### EXERCISES TO COMPLETE:
1. Answer these questions from the September reads post.
(a) In which year does Dana dream of being a writer?
(b) In what year was Kindred published?
(c) On what date was Jesse Kellerman born?
2. Quote the stretch of the September reads post from "I have a book" through "ties, mystery, art.".

------ READING TEXT ------

September reads

Hi all and Happy Autumn. I for one am pleased that Summer is coming to an end. I love shorter days and longer nights…perfect for curling up with a good book.

1. Kindred by Octavia Butler. 5⭐️.

  • Description: slavery, gender issues, time travel.

In 1976, Dana dreams of being a writer. In 1815, she is assumed a slave.

When Dana first meets Rufus on a Maryland plantation, he’s drowning. She saves his life – and it will happen again and again.

Neither of them understands his power to summon her whenever his life is threatened, nor the significance of the ties that bind them.

And each time Dana saves him, the more aware she is that her own life might be over before it’s even begun.

It is a rare thing that I give a book 5⭐️ but I was completely blown away by Kindred. It had been on my Book shelf for absolutely ages and I admit I was a little put off at the prospect of reading another book about slavery. I was wrong. Octavia Butler’s book is unlike any I have ever read before. The fact that the the story is told from the point of view of Dana, a modern woman who goes back in time to the antebellum south makes it so very powerful. Slavery, when witnessed through Dana’s eyes is somehow so much more brutal and upsetting. It is honestly the most powerful description of slavery that I have ever read. The fact that the novel is often classified as science fiction initially put me off somewhat. Slavery and Science fiction???? Weird mix. For me, this novel is historical fiction. The aspect of time travel, is really not a big deal and is only used as a means to get Dana back to Maryland in the 1800s. Butler is so clever. In the present day, Dana (a black woman) is married to a white man. Back in Maryland this would obviously be completely unheard of. This idea of gender and identity really interested me. The novel was published in 1979 and it doesn’t seem to have aged at all. If you are interested in American History this is a book that should definitely be read and is one I will be recommending to everyone.

I have a book addiction which I’m sure many of you understand. My issue is that my husband thinks that the books on the shelves are the only books I own. He doesn’t realise that they are spilling out of all the drawers and in the cupboards. I pretty much buy books constantly. There are two issues with this. 1. Storage. 2. I only ever read my recent purchases. I have books on my shelves that have been there for proper yonks. This is going to stop! 🛑 ✋. From now on, each month I am going to read books written by authors who have their birthdays or deaths that month. 🎉🍰 .Birthday reads. Death reads.

2. The Brutal Art by Jesse Kellerman. 4⭐️.

  • Jesse Kellerman born 1st September.
  • Description: family ties, mystery, art.

Ethan Muller is struggling to establish his reputation as a dealer in the cut-throat world of contemporary art when he is alerted to a once-in-a-lifetime opportunity: in a decaying New York slum, an elderly tenant has disappeared, leaving behind a staggeringly large trove of original drawings and paintings. Nobody can tell Ethan much about the old man, except that he came and went in solitude for nearly forty years, his genius hidden and unacknowledged. Despite the fact that, strictly speaking, the artwork doesn’t belong to him, Ethan takes the challenge and makes a name for the old man – and himself. Soon Ethan has to congratulate himself on his own genius: for storytelling and salesmanship. But suddenly the police are interested in talking to him. It seems that the missing artist had a nasty past, and the drawings hanging in the Muller Gallery have begun to look a lot less like art and a lot more like evidence. Sucked into an investigation four decades cold, Ethan will uncover a secret legacy of shame and death, one that will touch horrifyingly close to home – and leave him fearing for his own life.

------ ENTRIES SUPPLIED ------

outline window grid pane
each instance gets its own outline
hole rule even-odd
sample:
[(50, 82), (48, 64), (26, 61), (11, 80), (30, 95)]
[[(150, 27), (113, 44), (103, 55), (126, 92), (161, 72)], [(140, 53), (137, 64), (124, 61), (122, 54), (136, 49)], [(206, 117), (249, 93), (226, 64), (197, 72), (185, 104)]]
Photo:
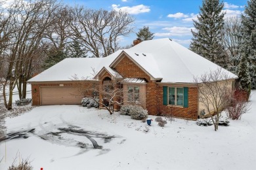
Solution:
[(169, 104), (175, 105), (175, 88), (169, 88)]
[(140, 99), (140, 88), (138, 86), (134, 87), (134, 100), (139, 101)]
[(183, 106), (184, 89), (177, 88), (177, 105)]
[(128, 101), (133, 101), (133, 88), (132, 86), (128, 86)]

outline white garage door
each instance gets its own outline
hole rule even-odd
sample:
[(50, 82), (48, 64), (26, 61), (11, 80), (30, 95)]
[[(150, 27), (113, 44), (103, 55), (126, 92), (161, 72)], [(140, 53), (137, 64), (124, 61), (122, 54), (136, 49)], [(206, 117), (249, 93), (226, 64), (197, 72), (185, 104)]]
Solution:
[(41, 103), (51, 105), (77, 105), (82, 97), (77, 88), (72, 86), (41, 87)]

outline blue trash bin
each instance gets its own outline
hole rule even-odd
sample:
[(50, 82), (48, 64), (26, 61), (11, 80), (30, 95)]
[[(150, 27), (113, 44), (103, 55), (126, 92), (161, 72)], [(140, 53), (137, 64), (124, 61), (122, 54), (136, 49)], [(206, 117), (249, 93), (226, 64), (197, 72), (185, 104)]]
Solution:
[(148, 118), (146, 120), (146, 123), (148, 124), (148, 125), (150, 126), (150, 124), (151, 124), (151, 118)]

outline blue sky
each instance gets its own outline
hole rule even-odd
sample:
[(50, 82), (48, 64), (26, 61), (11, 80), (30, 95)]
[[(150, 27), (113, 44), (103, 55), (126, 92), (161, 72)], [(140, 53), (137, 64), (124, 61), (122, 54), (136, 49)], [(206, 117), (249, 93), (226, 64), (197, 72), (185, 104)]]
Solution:
[[(155, 33), (154, 39), (168, 37), (188, 47), (194, 29), (192, 19), (196, 19), (202, 0), (64, 0), (71, 5), (84, 5), (88, 8), (108, 10), (121, 10), (135, 18), (135, 32), (148, 26)], [(247, 0), (226, 0), (224, 10), (227, 16), (240, 15), (247, 5)], [(136, 33), (122, 37), (121, 44), (131, 44)]]

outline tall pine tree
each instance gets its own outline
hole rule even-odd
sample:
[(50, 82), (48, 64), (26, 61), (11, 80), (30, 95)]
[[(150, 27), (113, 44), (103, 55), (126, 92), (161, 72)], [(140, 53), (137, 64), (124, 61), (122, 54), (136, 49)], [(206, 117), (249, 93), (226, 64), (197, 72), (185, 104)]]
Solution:
[(248, 49), (249, 71), (251, 88), (256, 89), (256, 0), (248, 1), (242, 16), (243, 38)]
[(137, 37), (142, 41), (152, 40), (154, 39), (154, 33), (149, 30), (148, 27), (144, 26), (140, 29), (139, 32), (136, 33)]
[(194, 20), (196, 31), (193, 35), (190, 49), (211, 61), (226, 68), (226, 57), (221, 44), (221, 33), (224, 26), (223, 3), (219, 0), (203, 0), (200, 7), (198, 21)]
[(73, 41), (68, 47), (68, 56), (70, 58), (86, 58), (87, 54), (84, 48), (77, 41)]
[(238, 68), (238, 88), (245, 91), (248, 96), (251, 93), (251, 77), (248, 65), (249, 50), (246, 45), (242, 47), (242, 58)]

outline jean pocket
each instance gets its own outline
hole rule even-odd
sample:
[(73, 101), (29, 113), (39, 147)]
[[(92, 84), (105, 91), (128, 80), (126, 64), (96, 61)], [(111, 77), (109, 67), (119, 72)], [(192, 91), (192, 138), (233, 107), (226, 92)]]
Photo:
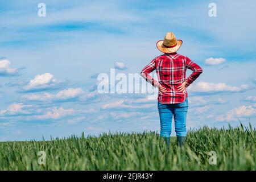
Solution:
[(161, 104), (160, 102), (158, 102), (158, 109), (165, 109), (166, 108), (166, 105)]
[(188, 102), (187, 98), (185, 100), (185, 101), (177, 104), (177, 107), (185, 107), (188, 106)]

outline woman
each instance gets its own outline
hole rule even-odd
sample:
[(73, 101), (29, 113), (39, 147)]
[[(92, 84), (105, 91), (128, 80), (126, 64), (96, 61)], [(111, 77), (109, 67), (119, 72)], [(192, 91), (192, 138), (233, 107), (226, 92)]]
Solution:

------

### SOLUTIONS TO EACH TASK:
1.
(a) 1976
(b) 1979
(c) 1st September

2.
I have a book addiction which I’m sure many of you understand. My issue is that my husband thinks that the books on the shelves are the only books I own. He doesn’t realise that they are spilling out of all the drawers and in the cupboards. I pretty much buy books constantly. There are two issues with this. 1. Storage. 2. I only ever read my recent purchases. I have books on my shelves that have been there for proper yonks. This is going to stop! 🛑 ✋. From now on, each month I am going to read books written by authors who have their birthdays or deaths that month. 🎉🍰 .Birthday reads. Death reads.

2. The Brutal Art by Jesse Kellerman. 4⭐️.

  • Jesse Kellerman born 1st September.
  • Description: family ties, mystery, art.